'''
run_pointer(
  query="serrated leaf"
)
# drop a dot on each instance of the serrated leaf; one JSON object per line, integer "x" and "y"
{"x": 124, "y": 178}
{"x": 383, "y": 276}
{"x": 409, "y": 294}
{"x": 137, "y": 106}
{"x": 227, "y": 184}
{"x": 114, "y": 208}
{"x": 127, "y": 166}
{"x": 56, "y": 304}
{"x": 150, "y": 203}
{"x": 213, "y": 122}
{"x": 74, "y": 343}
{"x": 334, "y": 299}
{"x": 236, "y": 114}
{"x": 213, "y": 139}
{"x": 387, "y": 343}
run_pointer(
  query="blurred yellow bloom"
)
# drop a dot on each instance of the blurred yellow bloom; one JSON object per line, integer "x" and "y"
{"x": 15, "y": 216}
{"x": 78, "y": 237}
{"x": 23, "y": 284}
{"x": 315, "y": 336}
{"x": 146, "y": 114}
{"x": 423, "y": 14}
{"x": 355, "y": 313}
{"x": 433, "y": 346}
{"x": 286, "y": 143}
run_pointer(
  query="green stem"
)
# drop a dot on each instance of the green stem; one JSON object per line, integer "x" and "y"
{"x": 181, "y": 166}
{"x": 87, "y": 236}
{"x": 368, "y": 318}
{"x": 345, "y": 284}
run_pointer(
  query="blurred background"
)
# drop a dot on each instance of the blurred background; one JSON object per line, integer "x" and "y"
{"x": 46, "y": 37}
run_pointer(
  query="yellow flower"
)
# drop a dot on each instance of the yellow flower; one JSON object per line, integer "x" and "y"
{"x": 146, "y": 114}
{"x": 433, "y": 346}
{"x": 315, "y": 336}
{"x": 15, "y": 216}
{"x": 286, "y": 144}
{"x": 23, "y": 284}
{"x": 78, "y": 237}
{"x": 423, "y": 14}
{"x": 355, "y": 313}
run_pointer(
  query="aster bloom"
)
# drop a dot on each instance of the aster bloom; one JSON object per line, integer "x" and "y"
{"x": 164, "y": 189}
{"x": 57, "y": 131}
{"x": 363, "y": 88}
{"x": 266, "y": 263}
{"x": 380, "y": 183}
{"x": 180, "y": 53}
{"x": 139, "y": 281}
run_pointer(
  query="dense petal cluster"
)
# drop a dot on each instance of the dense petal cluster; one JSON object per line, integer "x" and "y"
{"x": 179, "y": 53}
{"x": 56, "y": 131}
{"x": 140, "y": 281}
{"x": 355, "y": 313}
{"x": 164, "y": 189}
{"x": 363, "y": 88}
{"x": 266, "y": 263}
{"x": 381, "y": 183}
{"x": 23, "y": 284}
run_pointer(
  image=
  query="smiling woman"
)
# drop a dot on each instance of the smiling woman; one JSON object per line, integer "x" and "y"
'''
**GIVEN TASK:**
Reproduce every row above word for word, keeping each line as it stands.

**EXPECTED ANSWER:**
run_pointer(
  query="serrated leaf"
)
# drop a dot on each instance of the serrated leaf; one JSON object per line, integer "x" and "y"
{"x": 124, "y": 178}
{"x": 383, "y": 276}
{"x": 409, "y": 294}
{"x": 137, "y": 106}
{"x": 227, "y": 184}
{"x": 114, "y": 208}
{"x": 127, "y": 166}
{"x": 56, "y": 304}
{"x": 150, "y": 203}
{"x": 213, "y": 122}
{"x": 74, "y": 343}
{"x": 334, "y": 299}
{"x": 236, "y": 114}
{"x": 213, "y": 139}
{"x": 387, "y": 343}
run_pointer(
  query="blurred yellow bloom"
)
# drop a dot on each instance of the blurred yellow bloom; one JSON object per line, integer "x" and "y"
{"x": 15, "y": 216}
{"x": 78, "y": 237}
{"x": 23, "y": 284}
{"x": 315, "y": 336}
{"x": 146, "y": 114}
{"x": 423, "y": 14}
{"x": 355, "y": 313}
{"x": 433, "y": 346}
{"x": 286, "y": 143}
run_pointer(
  query="green stem"
)
# drop a dot on each instance of the green stem; one JSON object per line, integer "x" and "y"
{"x": 181, "y": 166}
{"x": 87, "y": 236}
{"x": 368, "y": 318}
{"x": 345, "y": 284}
run_pointer(
  query="blurred background"
)
# drop a dot on each instance of the blurred background; one JSON object per line, integer "x" and "y"
{"x": 46, "y": 37}
run_pointer(
  query="yellow flower"
)
# drop a dot on each instance of the yellow flower; one JSON object per line, integer "x" and "y"
{"x": 146, "y": 114}
{"x": 433, "y": 346}
{"x": 315, "y": 336}
{"x": 15, "y": 216}
{"x": 286, "y": 144}
{"x": 23, "y": 284}
{"x": 78, "y": 237}
{"x": 423, "y": 14}
{"x": 355, "y": 313}
run_pointer(
  query="aster bloom"
)
# drop a dot on each instance of the aster bloom; one JSON object per line, integer "x" and "y"
{"x": 164, "y": 189}
{"x": 57, "y": 131}
{"x": 363, "y": 88}
{"x": 266, "y": 263}
{"x": 380, "y": 183}
{"x": 180, "y": 53}
{"x": 139, "y": 281}
run_pointer(
  query="dense petal cluster"
)
# drop a dot on each instance of the dense petal cluster; one JSON object per line, integer "x" and "y"
{"x": 179, "y": 53}
{"x": 56, "y": 131}
{"x": 140, "y": 281}
{"x": 355, "y": 313}
{"x": 164, "y": 189}
{"x": 363, "y": 88}
{"x": 266, "y": 263}
{"x": 381, "y": 183}
{"x": 23, "y": 284}
run_pointer(
  image=
  query="smiling woman"
)
# drop a dot on each instance of the smiling woman; one JSON object per line, integer "x" and "y"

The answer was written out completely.